Transcribe the material verbatim in full; the pictures do not belong in the copy.

Region annotation entries:
[Begin]
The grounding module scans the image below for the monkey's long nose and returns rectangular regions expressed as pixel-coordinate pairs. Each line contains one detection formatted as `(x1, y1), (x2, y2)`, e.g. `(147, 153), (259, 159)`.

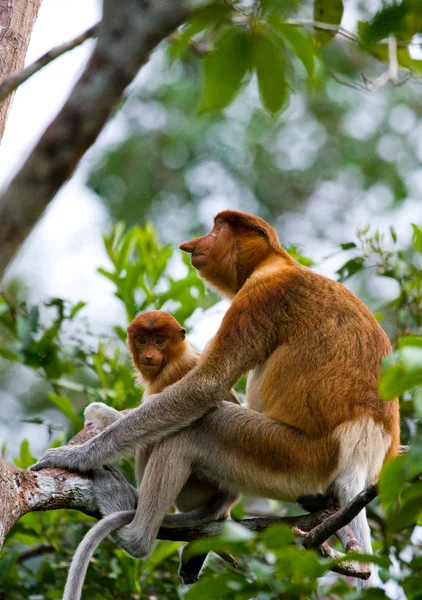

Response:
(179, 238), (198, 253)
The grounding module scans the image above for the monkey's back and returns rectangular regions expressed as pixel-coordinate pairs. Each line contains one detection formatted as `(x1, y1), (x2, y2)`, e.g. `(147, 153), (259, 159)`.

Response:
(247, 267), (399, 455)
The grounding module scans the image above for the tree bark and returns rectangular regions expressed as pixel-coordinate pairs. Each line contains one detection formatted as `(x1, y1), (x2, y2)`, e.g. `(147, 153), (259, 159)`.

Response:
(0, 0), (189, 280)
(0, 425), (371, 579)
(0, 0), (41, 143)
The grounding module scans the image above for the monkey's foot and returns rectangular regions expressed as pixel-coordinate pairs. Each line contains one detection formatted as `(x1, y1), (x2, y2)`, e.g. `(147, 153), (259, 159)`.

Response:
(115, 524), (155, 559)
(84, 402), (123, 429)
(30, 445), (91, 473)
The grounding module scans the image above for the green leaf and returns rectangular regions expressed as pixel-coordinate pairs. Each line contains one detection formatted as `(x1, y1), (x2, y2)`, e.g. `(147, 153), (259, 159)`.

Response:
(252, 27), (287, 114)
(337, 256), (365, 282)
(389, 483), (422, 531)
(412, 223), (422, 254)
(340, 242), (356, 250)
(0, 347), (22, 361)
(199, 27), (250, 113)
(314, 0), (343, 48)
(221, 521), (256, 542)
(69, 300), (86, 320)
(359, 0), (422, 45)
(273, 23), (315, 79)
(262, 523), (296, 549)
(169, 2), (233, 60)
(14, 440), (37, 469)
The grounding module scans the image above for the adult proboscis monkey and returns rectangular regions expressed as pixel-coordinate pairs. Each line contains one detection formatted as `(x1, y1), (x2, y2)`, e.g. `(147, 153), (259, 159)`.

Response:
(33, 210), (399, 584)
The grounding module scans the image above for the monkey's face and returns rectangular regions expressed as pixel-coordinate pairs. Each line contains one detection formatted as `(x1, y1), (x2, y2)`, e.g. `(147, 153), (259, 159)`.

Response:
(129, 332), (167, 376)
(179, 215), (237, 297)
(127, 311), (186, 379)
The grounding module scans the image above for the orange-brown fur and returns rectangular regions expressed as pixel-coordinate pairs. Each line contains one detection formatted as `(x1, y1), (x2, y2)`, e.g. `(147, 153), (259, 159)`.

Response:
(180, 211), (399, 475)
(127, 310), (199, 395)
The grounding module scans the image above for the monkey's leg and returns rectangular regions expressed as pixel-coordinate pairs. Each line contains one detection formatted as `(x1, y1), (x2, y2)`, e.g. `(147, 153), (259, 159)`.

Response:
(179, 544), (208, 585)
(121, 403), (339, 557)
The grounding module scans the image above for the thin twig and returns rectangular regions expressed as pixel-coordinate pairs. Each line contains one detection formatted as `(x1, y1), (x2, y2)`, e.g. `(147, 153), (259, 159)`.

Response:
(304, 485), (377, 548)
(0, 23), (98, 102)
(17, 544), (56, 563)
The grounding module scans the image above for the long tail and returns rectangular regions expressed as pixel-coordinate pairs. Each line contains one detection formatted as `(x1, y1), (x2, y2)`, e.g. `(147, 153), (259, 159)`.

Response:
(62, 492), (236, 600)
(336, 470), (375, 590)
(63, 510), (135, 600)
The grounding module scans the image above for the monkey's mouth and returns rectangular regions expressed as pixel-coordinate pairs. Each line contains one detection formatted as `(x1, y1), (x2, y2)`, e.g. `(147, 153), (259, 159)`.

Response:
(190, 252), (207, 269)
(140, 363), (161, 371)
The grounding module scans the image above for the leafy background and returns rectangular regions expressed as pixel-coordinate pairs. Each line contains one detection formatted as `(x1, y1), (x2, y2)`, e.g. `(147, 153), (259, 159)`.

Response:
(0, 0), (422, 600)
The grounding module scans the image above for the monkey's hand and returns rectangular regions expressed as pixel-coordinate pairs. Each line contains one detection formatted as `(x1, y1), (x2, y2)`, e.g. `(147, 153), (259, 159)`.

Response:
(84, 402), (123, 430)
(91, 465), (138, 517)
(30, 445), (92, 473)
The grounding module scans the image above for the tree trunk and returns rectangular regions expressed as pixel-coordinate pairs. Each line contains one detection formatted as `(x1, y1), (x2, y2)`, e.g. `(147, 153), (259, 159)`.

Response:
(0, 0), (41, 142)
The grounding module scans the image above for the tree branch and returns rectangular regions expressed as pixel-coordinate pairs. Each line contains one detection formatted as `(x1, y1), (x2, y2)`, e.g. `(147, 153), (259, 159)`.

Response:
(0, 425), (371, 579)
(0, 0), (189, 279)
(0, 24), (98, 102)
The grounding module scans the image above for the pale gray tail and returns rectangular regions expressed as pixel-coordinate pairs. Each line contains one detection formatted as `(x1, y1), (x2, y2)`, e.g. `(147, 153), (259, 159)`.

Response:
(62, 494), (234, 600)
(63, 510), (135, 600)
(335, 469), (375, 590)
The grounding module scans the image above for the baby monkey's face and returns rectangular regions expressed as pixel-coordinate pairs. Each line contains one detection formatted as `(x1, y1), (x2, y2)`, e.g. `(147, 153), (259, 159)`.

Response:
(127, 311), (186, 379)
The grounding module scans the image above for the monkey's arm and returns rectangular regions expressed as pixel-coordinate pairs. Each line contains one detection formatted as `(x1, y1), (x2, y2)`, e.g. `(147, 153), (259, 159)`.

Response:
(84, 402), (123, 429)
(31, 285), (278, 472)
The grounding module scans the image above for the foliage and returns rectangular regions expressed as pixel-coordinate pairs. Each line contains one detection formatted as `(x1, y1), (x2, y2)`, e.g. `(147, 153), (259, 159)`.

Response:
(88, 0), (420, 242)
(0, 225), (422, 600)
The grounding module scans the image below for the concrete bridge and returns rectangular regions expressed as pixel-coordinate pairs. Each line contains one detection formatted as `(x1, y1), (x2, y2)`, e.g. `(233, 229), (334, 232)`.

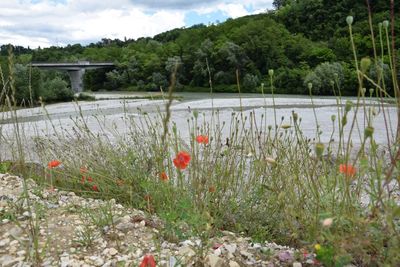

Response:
[End]
■ Result
The grounding module scans the image below for the monkey's long nose and returns rectangular regions expressed as pixel-coordinate pairs. Each line contains one detection formatted as `(x1, y1), (x2, y2)`, e.g. `(147, 153), (259, 159)`.


Response:
(179, 238), (198, 253)
The grounding module scans the image above for the monkey's back and returns rectangular regions expressed as pixel-coordinate pairs. Each line contains one detection formatted as `(x1, y1), (x2, y2)`, e.g. `(147, 153), (259, 159)`.

Response:
(247, 267), (399, 455)
The grounding module scans the image above for the tree bark and returns rectangular regions expressed as pixel-coordinate pairs. Each line contains one detection formatted as `(x1, y1), (x2, y2)`, e.g. `(147, 153), (259, 159)`.

Response:
(0, 0), (189, 280)
(0, 425), (371, 579)
(0, 0), (41, 143)
The grounding module scans the image above for the monkey's foot and returns rectangular regions expressed as pixel-coordinate pairs. Each line contains one detection formatted as `(x1, y1), (x2, y2)`, e.g. `(147, 153), (259, 159)`.

Response:
(115, 524), (155, 559)
(84, 402), (123, 429)
(30, 445), (91, 473)
The grounding module scans the image above for the green leaf and returns rectangular regions expressed as pixel-coordinate pairs. Each line contains one detection formatted as `(x1, y1), (x2, y2)`, e.g. `(147, 153), (259, 159)`.

Response:
(252, 27), (287, 114)
(337, 256), (365, 282)
(389, 483), (422, 531)
(412, 223), (422, 254)
(340, 242), (356, 250)
(0, 347), (22, 361)
(199, 27), (250, 113)
(314, 0), (343, 48)
(221, 521), (256, 542)
(69, 300), (86, 320)
(359, 0), (422, 45)
(273, 23), (315, 79)
(262, 523), (296, 549)
(169, 2), (233, 60)
(14, 440), (37, 469)
The grounding module scans the image above for the adult proboscis monkey and returns rectangular regions expressed as pixel-coordinate pairs. Each line contains one detection formatted as `(x1, y1), (x2, y2)`, e.g. `(147, 153), (259, 159)`.

Response:
(33, 210), (399, 584)
The grounding module scans the image above for the monkey's face and returns rectangular regions expressed as pixel-coordinate pairs. Each line contains one detection formatted as `(x1, y1), (x2, y2)`, e.g. `(147, 153), (259, 159)`.

Response:
(129, 332), (167, 376)
(179, 215), (237, 297)
(127, 311), (186, 379)
The grounding module scans the image above for the orange-brown fur and returns rectangular regions expressed as pixel-coordinate pairs. Each line contains one detection formatted as `(x1, y1), (x2, y2)`, e.g. `(147, 153), (259, 159)`.

Response:
(180, 211), (399, 475)
(127, 310), (199, 395)
The grounding module scans the image above for the monkey's leg and returns rectangular regions expressed as pixel-coordinate pairs. Each line contains one detection formatted as `(x1, y1), (x2, y2)`, e.g. `(147, 153), (259, 159)`.

Response:
(179, 544), (208, 585)
(121, 403), (339, 557)
The grounding module scans the image above for the thin twig and returns rectangular regions expressed as pixel-coordinate pairs. Each line contains one detection formatted as `(x1, y1), (x2, y2)`, e.g. `(147, 153), (259, 159)`.

Response:
(304, 485), (377, 548)
(0, 23), (98, 102)
(17, 544), (56, 563)
The grounding module scans the image above for the long tail and returns rectangular regions expressed as pixel-coordinate pairs. Each line contains one detection formatted as `(x1, y1), (x2, y2)`, e.g. `(147, 153), (259, 159)`.

Response:
(62, 492), (236, 600)
(336, 470), (375, 590)
(63, 510), (135, 600)
The grounding module scans the image above for the monkey's mouth and returns rectangular regions expressed as pixel-coordinate pairs. Each line contains one detection formatted as `(x1, y1), (x2, y2)`, e.g. `(147, 153), (259, 159)`.

Response:
(190, 252), (207, 269)
(140, 363), (161, 371)
The grounding module scans the image above for the leafy background and returns rectangular regions expressed as pixel-coordinate pairs. Each line contains one detection formatted as `(x1, y1), (x2, y2)`, e.g. `(147, 153), (259, 159)`.

Response:
(0, 0), (422, 600)
The grounding module scans the image above for the monkey's hand and returns rectangular regions expressed as pixel-coordinate pairs. Each line contains one detection formatted as `(x1, y1), (x2, y2)`, e.g. `(147, 153), (259, 159)`.

Response:
(84, 402), (123, 430)
(91, 465), (138, 517)
(30, 445), (92, 473)
The grounding module scans the image above for the tree trunk and returns rectangular regions expressed as pixel-coordinate pairs. Each line contains one detection formatted as `(x1, y1), (x2, y2)`, e.g. `(147, 153), (259, 159)`.

Response:
(0, 0), (41, 142)
The grounding module scans the image above for the tree branch and returns rectangular regions expressed as pixel-coordinate pairs. Each line contains one detection formatted as `(x1, y1), (x2, y2)`, e.g. `(147, 153), (259, 159)`.

Response:
(0, 425), (371, 579)
(0, 0), (189, 279)
(0, 24), (98, 102)
The grounding module scans the image above for the pale gray tail and returns rectangular regions expressed as pixel-coordinate pairs. Each line contains one detection formatted as `(x1, y1), (x2, y2)`, e.g. `(147, 153), (259, 159)`.

Response:
(62, 494), (234, 600)
(63, 510), (135, 600)
(335, 469), (375, 590)
The grounding module scans the image above for the baby monkey's face and returns rectangular regions expressed as pixel-coordinate pairs. Each line contains one detection formatted as `(x1, y1), (x2, y2)`, e.g. `(147, 153), (259, 159)`.

Response:
(127, 311), (186, 379)
The grounding module scans the image above for the monkey's arm and returns rectangular regions expressed as pixel-coordinate pairs. Each line contains one detection formatted as `(x1, y1), (x2, y2)`, e.g. `(147, 153), (259, 159)`.

Response:
(84, 402), (123, 429)
(31, 285), (278, 472)
The grounding module scans the image above for the foliage and returns rectangular regions expressed as pixel-coordinate pairs. Each line contains one detection formatted as `(x1, y1), (x2, y2)`, e.g. `(147, 153), (259, 159)`.

Response:
(88, 0), (420, 242)
(0, 225), (422, 600)
The grounding module scans the image below for the concrete bridge and returns rectangular regions expressed as pixel-coordinate pairs. Each line contains one detection formatted as `(x1, y1), (x2, y2)`, e.g. `(233, 229), (334, 232)`.


Response:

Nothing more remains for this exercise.